-- START OF DATASET CONTENT --
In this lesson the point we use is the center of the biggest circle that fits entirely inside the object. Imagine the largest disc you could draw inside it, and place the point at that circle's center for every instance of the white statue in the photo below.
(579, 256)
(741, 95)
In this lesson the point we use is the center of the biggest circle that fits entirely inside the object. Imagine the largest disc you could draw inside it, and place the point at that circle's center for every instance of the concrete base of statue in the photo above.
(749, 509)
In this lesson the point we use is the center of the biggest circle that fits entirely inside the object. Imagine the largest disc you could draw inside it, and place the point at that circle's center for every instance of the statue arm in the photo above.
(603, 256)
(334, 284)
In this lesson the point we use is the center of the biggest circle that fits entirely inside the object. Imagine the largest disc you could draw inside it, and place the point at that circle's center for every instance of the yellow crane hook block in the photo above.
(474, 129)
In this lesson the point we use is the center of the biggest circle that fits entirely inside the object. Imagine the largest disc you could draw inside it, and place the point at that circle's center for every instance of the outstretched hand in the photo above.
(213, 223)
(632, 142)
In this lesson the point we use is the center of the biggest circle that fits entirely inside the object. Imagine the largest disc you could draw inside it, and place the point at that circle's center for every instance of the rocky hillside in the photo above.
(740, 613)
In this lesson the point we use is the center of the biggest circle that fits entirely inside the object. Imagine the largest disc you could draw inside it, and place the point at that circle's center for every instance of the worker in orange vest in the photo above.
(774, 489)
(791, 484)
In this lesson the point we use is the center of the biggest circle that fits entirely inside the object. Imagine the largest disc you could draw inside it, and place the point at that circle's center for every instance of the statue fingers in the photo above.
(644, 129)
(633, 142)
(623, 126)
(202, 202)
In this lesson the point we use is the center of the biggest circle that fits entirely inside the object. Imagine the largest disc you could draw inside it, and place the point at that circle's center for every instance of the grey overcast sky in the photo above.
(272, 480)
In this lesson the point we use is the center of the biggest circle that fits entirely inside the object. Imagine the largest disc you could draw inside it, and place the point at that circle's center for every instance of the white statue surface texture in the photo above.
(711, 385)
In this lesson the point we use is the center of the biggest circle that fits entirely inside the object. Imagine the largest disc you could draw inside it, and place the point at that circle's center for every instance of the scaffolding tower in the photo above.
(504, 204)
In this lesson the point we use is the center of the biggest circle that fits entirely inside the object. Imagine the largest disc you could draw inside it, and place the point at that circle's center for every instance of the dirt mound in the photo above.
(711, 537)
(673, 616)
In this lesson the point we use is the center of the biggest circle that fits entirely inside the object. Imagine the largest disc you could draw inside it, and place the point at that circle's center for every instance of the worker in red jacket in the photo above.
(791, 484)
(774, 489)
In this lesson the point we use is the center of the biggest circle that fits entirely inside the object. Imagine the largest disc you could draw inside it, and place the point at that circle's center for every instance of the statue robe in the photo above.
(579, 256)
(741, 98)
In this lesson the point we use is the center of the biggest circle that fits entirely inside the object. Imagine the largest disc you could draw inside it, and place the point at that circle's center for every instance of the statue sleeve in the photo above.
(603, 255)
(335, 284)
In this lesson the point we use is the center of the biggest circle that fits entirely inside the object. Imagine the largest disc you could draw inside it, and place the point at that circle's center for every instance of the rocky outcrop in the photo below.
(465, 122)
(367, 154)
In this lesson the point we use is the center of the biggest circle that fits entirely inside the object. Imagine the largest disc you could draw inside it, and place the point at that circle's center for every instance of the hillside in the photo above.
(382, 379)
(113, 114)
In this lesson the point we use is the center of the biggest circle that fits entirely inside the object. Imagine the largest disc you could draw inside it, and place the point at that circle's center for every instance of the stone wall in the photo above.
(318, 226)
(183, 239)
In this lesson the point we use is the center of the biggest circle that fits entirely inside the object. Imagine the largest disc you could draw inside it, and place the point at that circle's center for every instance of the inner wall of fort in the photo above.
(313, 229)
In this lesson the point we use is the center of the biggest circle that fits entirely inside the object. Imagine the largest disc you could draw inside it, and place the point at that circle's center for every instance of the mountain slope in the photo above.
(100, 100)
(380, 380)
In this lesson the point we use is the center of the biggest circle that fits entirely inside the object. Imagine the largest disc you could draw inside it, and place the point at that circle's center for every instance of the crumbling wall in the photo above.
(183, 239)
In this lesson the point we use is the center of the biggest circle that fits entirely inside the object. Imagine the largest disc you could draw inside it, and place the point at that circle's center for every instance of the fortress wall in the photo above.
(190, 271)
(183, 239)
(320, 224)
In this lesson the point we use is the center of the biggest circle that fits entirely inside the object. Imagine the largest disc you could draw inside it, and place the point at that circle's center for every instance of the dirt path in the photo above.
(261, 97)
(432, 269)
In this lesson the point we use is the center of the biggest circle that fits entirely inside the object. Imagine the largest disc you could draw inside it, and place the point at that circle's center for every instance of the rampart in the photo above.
-- END OF DATASET CONTENT --
Exactly reproduce every line of the data above.

In this lesson the point we use is the center of the biggest circle that fits entirely inside the object. Imagine the largest disc you could draw inside it, and place the point at that circle's center for every instance of the white statue in the photo below.
(579, 256)
(741, 95)
In this lesson the point we use is the center of the biggest circle that fits entirely inside the object. Imagine the largest disc you could draw inside it, and place the point at that circle's center for every instance of the concrete base of statue in the photo above.
(749, 509)
In this lesson the point we use is the center of the biggest circle that fits entirely inside the object. Imagine the largest disc you could draw inside it, and place the point at that circle's center for every instance of the statue arm in the photo above.
(603, 256)
(334, 284)
In this lesson the point we use is the center of the biggest circle that fits entirely inside the object. Imagine the largest disc you could draw inside it, and place the point at that circle's center for every instance of the yellow crane hook block in the photo above.
(474, 129)
In this lesson the point we use is the center of the biggest circle that fits entirely inside the object. Imagine the largest disc you could draw inside it, and place the point at that circle's center for every instance of the outstretched hand in the photo above.
(213, 223)
(632, 142)
In this lesson the point we use is the center of the biggest circle that fits entirely inside the object. Imagine the largest disc you could draw inside it, and place the point at that circle's center for every instance of the rocky hillside in the photo above.
(740, 613)
In this lesson the point we use is the center of the biggest circle that fits entirely inside the object. Imagine the largest disc you could draw inside it, and place the point at that circle's center for every instance of the worker in orange vest in the photo above.
(774, 489)
(791, 484)
In this lesson the point we use is the center of the biggest circle that fits entirely inside the object. Imagine the largest disc you could draw inside it, and place the point at that circle's center for every instance of the statue fingers in the photo above.
(644, 129)
(633, 142)
(623, 126)
(202, 202)
In this lesson the point we use is the center of the biggest circle that fits entirely inside the object. Imagine the largest disc you could draw inside it, and place the point at that circle's center for every instance of the grey overcast sky in the photo above.
(272, 480)
In this lesson the point we use is the center of the biggest circle that fits entirely inside the object. Imagine the largest disc you could draw inside it, and place the point at that circle's center for every instance of the white statue surface texture in the photo above.
(711, 385)
In this lesson the point we use is the center of the biggest circle that fits entirely inside the object. Imagine the largest disc you could draw inside it, and place the point at that circle's center for every instance of the scaffolding tower in the photo above.
(504, 204)
In this lesson the point we use is the center of the biggest circle that fits entirely inside the object. Imagine the largest disc you could draw inside it, and place the point at that circle's center for every instance of the dirt mound in the photo above.
(711, 537)
(673, 616)
In this lesson the point we use is the center of the biggest circle that fits entirely inside the object. Imagine the largest disc you could draw inside it, and place the point at that circle's center for every instance of the worker in red jacket in the photo above.
(791, 484)
(774, 489)
In this lesson the point we use is the center of the biggest circle that fits entirely inside the object. Imagine the largest disc you could draw inside it, and place the point at that circle's center for every instance of the statue robe in the photo above.
(579, 256)
(741, 98)
In this lesson the point we use is the center of the biggest circle that fits entirely inside the object. Imagine the largest disc you could draw inside it, and place the point at that circle's center for every instance of the statue sleeve in the photo above.
(603, 255)
(335, 284)
In this lesson the point we use is the center of the biggest circle that fits entirely inside the object. Imagine the largest disc you could draw inside it, and place the point at that circle's center for every instance of the rocky outcrop in the photo below.
(465, 122)
(367, 154)
In this lesson the point we use is the center of the biggest circle that fits entirely inside the object. Imagine the largest disc you could draw inside it, and place the point at that circle's center for every instance of the hillside in the photo above.
(382, 379)
(113, 114)
In this lesson the point we use is the center of the biggest circle that fits entirely inside the object. Imagine the largest disc you could draw inside it, and place the point at that circle's center for every instance of the stone wall in the photo above.
(318, 226)
(183, 239)
In this lesson the point we use is the center of the biggest circle that fits entirely inside the object. Imagine the largest disc you could draw inside it, and place the point at that circle's center for every instance of the inner wall of fort in the photo above.
(313, 229)
In this lesson the point we use is the center of the biggest circle that fits entirely inside the object. Imagine the largest disc you could draw inside it, and place the point at that circle's center for every instance of the mountain slope in the photo above.
(100, 100)
(380, 380)
In this lesson the point we use is the center of the biggest circle that fits entirely inside the object. Imagine the largest disc you could draw inside it, and place the point at that circle's center for every instance of the crumbling wall in the photo above.
(183, 239)
In this lesson the point we use is the center of the biggest circle that fits entirely inside the object. Imagine the largest disc you could draw inside it, and place the point at that circle's center for every instance of the fortress wall in the photo above.
(190, 271)
(183, 239)
(320, 224)
In this lesson the point we use is the center of the biggest circle that fits entirely inside the object. Imagine the largest disc you could draw inside it, and place the point at that circle's center for every instance of the dirt path in the photo above.
(261, 97)
(432, 269)
In this lesson the point we use is the center of the biggest circle that fits entirely inside the object. Imagine the largest disc you could draw inside it, and place the point at that circle's center for every instance of the rampart in the photo above.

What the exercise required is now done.